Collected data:
================================

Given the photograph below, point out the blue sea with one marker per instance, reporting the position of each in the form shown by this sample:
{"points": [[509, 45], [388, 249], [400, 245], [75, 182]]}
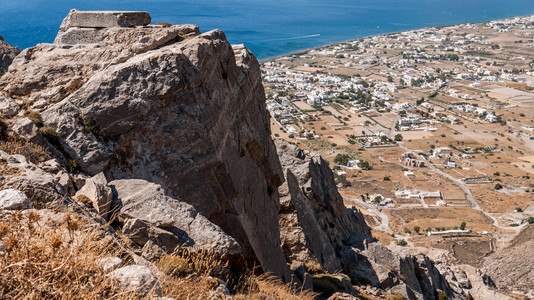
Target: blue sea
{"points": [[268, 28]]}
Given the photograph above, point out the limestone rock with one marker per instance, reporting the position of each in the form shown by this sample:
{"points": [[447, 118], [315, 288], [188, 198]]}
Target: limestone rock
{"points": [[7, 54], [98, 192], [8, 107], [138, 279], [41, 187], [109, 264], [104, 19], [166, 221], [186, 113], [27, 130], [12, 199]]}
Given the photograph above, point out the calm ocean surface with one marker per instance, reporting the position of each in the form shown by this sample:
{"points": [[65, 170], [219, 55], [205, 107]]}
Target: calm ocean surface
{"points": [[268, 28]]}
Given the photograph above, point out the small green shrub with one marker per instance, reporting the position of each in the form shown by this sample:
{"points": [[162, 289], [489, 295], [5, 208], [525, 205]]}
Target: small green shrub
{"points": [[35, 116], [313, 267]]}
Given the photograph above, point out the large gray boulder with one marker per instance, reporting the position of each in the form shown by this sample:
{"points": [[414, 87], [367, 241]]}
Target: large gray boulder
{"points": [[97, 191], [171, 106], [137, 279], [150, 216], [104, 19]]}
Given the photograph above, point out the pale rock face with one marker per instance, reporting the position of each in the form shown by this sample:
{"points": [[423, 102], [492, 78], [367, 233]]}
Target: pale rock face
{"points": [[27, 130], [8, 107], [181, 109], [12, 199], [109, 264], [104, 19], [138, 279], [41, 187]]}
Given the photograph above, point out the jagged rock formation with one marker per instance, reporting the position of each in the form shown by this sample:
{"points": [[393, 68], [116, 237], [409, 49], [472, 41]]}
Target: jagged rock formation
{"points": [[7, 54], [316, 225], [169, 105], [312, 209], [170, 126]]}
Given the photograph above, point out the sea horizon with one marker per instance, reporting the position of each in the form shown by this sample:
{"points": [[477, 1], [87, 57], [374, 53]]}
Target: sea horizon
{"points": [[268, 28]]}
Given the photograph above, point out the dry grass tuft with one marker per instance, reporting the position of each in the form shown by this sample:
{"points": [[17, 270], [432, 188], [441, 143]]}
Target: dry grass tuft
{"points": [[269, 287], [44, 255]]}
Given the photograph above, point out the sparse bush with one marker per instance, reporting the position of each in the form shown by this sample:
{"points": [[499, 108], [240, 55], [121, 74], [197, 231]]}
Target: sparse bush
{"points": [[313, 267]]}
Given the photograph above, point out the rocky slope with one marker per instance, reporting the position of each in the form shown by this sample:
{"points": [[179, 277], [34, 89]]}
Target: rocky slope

================================

> **EXERCISE BRIEF**: Say how many lines above include "slope", please, and nothing else.

> **ANSWER BOX**: 2